Start of PROVIDED ENTRIES
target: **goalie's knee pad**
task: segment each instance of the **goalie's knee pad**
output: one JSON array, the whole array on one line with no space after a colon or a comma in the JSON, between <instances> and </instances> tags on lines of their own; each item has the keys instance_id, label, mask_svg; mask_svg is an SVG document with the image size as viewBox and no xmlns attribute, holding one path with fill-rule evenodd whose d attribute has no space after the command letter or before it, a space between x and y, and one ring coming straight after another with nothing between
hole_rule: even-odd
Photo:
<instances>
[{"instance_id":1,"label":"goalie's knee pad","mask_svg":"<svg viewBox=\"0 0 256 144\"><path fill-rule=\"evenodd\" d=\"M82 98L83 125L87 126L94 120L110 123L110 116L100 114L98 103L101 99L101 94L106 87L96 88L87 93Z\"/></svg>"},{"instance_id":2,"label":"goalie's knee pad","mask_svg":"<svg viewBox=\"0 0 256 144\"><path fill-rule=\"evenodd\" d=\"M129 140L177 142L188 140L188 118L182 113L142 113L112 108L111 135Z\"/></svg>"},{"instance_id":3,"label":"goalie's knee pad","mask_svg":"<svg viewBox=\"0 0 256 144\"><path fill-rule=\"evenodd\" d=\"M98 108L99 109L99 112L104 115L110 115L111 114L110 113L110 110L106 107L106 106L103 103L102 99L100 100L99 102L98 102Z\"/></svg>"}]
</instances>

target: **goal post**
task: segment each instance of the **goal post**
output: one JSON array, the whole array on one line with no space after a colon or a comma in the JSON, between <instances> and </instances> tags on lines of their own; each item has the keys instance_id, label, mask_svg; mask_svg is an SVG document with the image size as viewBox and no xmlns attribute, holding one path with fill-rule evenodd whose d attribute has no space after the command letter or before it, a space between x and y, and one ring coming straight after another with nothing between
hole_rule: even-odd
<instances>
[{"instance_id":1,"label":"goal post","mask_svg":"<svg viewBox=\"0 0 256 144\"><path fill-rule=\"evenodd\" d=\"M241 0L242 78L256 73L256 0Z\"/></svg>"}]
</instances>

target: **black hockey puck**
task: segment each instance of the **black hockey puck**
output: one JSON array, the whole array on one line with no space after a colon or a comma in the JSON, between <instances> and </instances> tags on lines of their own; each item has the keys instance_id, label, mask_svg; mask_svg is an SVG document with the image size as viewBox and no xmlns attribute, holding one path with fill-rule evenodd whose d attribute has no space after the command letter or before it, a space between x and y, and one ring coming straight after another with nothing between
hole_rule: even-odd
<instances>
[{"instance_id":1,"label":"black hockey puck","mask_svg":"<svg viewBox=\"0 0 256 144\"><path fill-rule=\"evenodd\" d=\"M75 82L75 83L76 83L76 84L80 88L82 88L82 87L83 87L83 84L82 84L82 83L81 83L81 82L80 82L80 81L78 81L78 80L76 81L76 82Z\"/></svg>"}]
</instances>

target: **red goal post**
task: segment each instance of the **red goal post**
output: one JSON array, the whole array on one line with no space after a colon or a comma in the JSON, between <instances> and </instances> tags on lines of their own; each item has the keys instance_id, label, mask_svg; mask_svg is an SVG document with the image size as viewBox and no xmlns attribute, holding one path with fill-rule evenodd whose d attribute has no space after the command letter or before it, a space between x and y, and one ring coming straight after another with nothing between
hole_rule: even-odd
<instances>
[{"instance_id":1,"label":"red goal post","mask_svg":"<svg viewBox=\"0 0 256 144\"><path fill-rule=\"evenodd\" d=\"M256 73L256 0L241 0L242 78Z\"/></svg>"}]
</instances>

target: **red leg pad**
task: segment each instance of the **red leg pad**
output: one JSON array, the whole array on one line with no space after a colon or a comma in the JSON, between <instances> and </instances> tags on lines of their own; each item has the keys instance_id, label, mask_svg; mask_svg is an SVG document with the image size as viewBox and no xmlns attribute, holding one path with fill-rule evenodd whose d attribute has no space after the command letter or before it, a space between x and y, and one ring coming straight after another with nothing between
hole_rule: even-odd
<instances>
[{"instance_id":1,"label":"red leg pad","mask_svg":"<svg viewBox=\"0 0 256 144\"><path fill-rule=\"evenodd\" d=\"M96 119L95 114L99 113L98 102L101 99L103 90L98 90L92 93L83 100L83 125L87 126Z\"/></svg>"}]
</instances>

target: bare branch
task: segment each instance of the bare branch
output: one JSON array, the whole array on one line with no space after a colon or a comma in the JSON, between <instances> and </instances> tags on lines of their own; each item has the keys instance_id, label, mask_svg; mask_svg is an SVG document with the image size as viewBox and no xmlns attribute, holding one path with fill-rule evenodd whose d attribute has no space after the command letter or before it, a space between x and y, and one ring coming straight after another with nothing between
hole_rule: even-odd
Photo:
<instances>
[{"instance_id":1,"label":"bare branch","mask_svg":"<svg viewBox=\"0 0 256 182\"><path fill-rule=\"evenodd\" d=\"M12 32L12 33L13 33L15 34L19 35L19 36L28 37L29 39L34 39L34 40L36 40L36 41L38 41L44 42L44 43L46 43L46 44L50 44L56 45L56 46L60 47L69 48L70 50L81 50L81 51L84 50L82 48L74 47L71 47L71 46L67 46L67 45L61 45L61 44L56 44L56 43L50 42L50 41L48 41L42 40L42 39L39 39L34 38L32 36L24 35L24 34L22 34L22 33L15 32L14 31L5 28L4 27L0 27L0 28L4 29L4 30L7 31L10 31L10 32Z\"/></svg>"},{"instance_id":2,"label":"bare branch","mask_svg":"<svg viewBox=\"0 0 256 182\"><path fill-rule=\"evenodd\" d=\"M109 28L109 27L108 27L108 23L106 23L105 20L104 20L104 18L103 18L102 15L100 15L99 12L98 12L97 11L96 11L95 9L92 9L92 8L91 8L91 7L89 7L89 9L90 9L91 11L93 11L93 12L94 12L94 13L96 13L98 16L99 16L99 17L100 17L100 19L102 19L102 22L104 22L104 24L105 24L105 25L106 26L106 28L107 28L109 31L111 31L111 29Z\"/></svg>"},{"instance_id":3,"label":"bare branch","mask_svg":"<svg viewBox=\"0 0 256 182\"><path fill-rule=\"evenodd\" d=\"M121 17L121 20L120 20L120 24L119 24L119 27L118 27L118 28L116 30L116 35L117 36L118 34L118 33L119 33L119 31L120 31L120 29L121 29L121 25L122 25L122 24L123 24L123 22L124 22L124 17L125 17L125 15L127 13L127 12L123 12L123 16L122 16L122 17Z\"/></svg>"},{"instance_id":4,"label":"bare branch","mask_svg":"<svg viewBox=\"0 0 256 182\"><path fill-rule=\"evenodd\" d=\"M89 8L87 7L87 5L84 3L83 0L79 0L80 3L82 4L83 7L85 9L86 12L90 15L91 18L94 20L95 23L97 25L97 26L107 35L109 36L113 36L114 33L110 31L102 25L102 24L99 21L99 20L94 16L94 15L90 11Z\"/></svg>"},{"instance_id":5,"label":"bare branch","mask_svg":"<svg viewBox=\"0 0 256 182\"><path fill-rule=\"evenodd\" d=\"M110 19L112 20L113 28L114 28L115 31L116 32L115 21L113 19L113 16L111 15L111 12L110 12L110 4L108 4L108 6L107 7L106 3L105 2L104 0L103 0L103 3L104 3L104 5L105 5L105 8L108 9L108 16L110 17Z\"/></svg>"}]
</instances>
End of PROVIDED ENTRIES
EXERCISE OBJECTIVE – Copy all of the data above line for line, changing nothing.

COMPLETE RESPONSE –
target: **goalie's knee pad**
task: segment each instance of the **goalie's knee pad**
output: one JSON array, the whole array on one line with no space after a colon or a comma in the JSON, between <instances> and </instances> tags on lines of their own; each item has the keys instance_id, label, mask_svg; mask_svg is an SVG document with the image size as viewBox and no xmlns attribute, holding one path with fill-rule evenodd whose d attribute has no space after the command letter or before it, a space between x and y, and one ring coming straight after another with nothing between
hole_rule: even-odd
Photo:
<instances>
[{"instance_id":1,"label":"goalie's knee pad","mask_svg":"<svg viewBox=\"0 0 256 144\"><path fill-rule=\"evenodd\" d=\"M82 98L83 125L87 126L94 120L110 123L110 116L100 114L98 103L101 99L101 94L106 87L96 88L87 93Z\"/></svg>"},{"instance_id":2,"label":"goalie's knee pad","mask_svg":"<svg viewBox=\"0 0 256 144\"><path fill-rule=\"evenodd\" d=\"M129 140L177 142L188 140L188 118L182 113L142 113L112 108L111 135Z\"/></svg>"},{"instance_id":3,"label":"goalie's knee pad","mask_svg":"<svg viewBox=\"0 0 256 144\"><path fill-rule=\"evenodd\" d=\"M98 108L99 109L99 112L104 115L110 115L111 114L110 113L110 110L106 107L106 106L103 103L102 99L100 100L99 102L98 102Z\"/></svg>"}]
</instances>

target: **goal post**
task: segment each instance of the **goal post**
output: one JSON array, the whole array on one line with no space after a colon or a comma in the JSON, between <instances> and </instances> tags on lines of their own; each item has the keys instance_id, label, mask_svg; mask_svg is an SVG document with the image size as viewBox and no xmlns attribute, holding one path with fill-rule evenodd whose d attribute has no space after the command letter or before it, a space between x and y, and one ring coming straight after another with nothing between
hole_rule: even-odd
<instances>
[{"instance_id":1,"label":"goal post","mask_svg":"<svg viewBox=\"0 0 256 144\"><path fill-rule=\"evenodd\" d=\"M241 0L242 78L256 73L256 0Z\"/></svg>"}]
</instances>

target: **black hockey puck**
task: segment each instance of the **black hockey puck**
output: one JSON array, the whole array on one line with no space after a colon or a comma in the JSON, between <instances> and </instances> tags on lines of their own; each item has the keys instance_id, label, mask_svg; mask_svg is an SVG document with the image size as viewBox and no xmlns attribute, holding one path with fill-rule evenodd whose d attribute has no space after the command letter or before it, a space between x and y, and one ring coming straight after another with nothing between
hole_rule: even-odd
<instances>
[{"instance_id":1,"label":"black hockey puck","mask_svg":"<svg viewBox=\"0 0 256 144\"><path fill-rule=\"evenodd\" d=\"M75 82L75 83L76 83L76 84L80 88L82 88L82 87L83 87L83 84L82 84L82 83L81 83L81 82L80 82L80 81L78 81L78 80L76 81L76 82Z\"/></svg>"}]
</instances>

target: **red goal post**
task: segment each instance of the **red goal post**
output: one JSON array, the whole array on one line with no space after a colon or a comma in the JSON, between <instances> and </instances> tags on lines of their own; each item has the keys instance_id, label, mask_svg; mask_svg is an SVG document with the image size as viewBox and no xmlns attribute, holding one path with fill-rule evenodd whose d attribute has no space after the command letter or before it, a space between x and y, and one ring coming straight after another with nothing between
hole_rule: even-odd
<instances>
[{"instance_id":1,"label":"red goal post","mask_svg":"<svg viewBox=\"0 0 256 144\"><path fill-rule=\"evenodd\" d=\"M256 73L256 0L241 0L242 78Z\"/></svg>"}]
</instances>

target: **red leg pad**
task: segment each instance of the **red leg pad**
output: one JSON array, the whole array on one line with no space after a colon or a comma in the JSON, between <instances> and </instances> tags on lines of their own; each item has the keys instance_id, label, mask_svg; mask_svg is an SVG document with the image size as viewBox and no xmlns attribute, holding one path with fill-rule evenodd whose d attribute has no space after the command letter or before it, a space between x and y, and one ring coming straight after another with nothing between
hole_rule: even-odd
<instances>
[{"instance_id":1,"label":"red leg pad","mask_svg":"<svg viewBox=\"0 0 256 144\"><path fill-rule=\"evenodd\" d=\"M96 119L95 114L99 113L98 102L101 99L103 90L98 90L92 93L83 100L83 125L87 126Z\"/></svg>"}]
</instances>

target: bare branch
task: segment each instance of the bare branch
output: one JSON array, the whole array on one line with no space after a colon or a comma in the JSON, between <instances> and </instances> tags on lines of their own; each item has the keys instance_id, label, mask_svg; mask_svg is an SVG document with the image size as viewBox and no xmlns attribute, holding one path with fill-rule evenodd whose d attribute has no space after the command letter or before it, a space between x and y, and one ring coming straight after another with nothing between
hole_rule: even-odd
Photo:
<instances>
[{"instance_id":1,"label":"bare branch","mask_svg":"<svg viewBox=\"0 0 256 182\"><path fill-rule=\"evenodd\" d=\"M12 32L12 33L13 33L15 34L19 35L19 36L28 37L29 39L34 39L34 40L36 40L36 41L38 41L44 42L44 43L46 43L46 44L50 44L56 45L56 46L60 47L69 48L70 50L81 50L81 51L84 50L82 48L74 47L71 47L71 46L67 46L67 45L61 45L61 44L56 44L56 43L50 42L50 41L48 41L42 40L42 39L39 39L34 38L32 36L24 35L24 34L22 34L22 33L15 32L14 31L5 28L4 27L0 27L0 28L4 29L4 30L7 31L10 31L10 32Z\"/></svg>"},{"instance_id":2,"label":"bare branch","mask_svg":"<svg viewBox=\"0 0 256 182\"><path fill-rule=\"evenodd\" d=\"M109 28L109 27L108 27L108 23L106 23L105 20L104 20L104 18L103 18L102 15L100 15L99 12L98 12L97 11L96 11L95 9L92 9L92 8L91 8L91 7L89 7L89 9L90 9L91 11L93 11L93 12L94 12L94 13L96 13L98 16L99 16L99 17L100 17L100 19L102 19L102 22L104 22L104 24L105 24L105 25L106 26L106 28L107 28L109 31L111 31L111 29Z\"/></svg>"},{"instance_id":3,"label":"bare branch","mask_svg":"<svg viewBox=\"0 0 256 182\"><path fill-rule=\"evenodd\" d=\"M121 17L121 20L120 20L120 24L119 24L119 27L118 27L118 28L116 30L116 35L117 36L118 34L118 33L119 33L119 31L120 31L120 29L121 29L121 25L122 25L122 24L123 24L123 22L124 22L124 17L125 17L125 15L127 13L127 12L123 12L123 16L122 16L122 17Z\"/></svg>"},{"instance_id":4,"label":"bare branch","mask_svg":"<svg viewBox=\"0 0 256 182\"><path fill-rule=\"evenodd\" d=\"M89 8L87 7L87 5L84 3L83 0L79 0L80 3L82 4L83 7L85 9L86 12L90 15L91 18L94 20L95 23L97 25L97 26L107 35L109 36L113 36L114 33L110 31L102 25L102 24L99 21L99 20L94 16L94 15L90 11Z\"/></svg>"},{"instance_id":5,"label":"bare branch","mask_svg":"<svg viewBox=\"0 0 256 182\"><path fill-rule=\"evenodd\" d=\"M110 19L112 20L113 28L114 28L115 31L116 32L115 21L113 19L113 16L111 15L111 12L110 12L110 4L108 4L108 6L107 7L106 3L105 2L104 0L103 0L103 3L104 3L104 5L105 5L105 8L108 9L108 16L110 17Z\"/></svg>"}]
</instances>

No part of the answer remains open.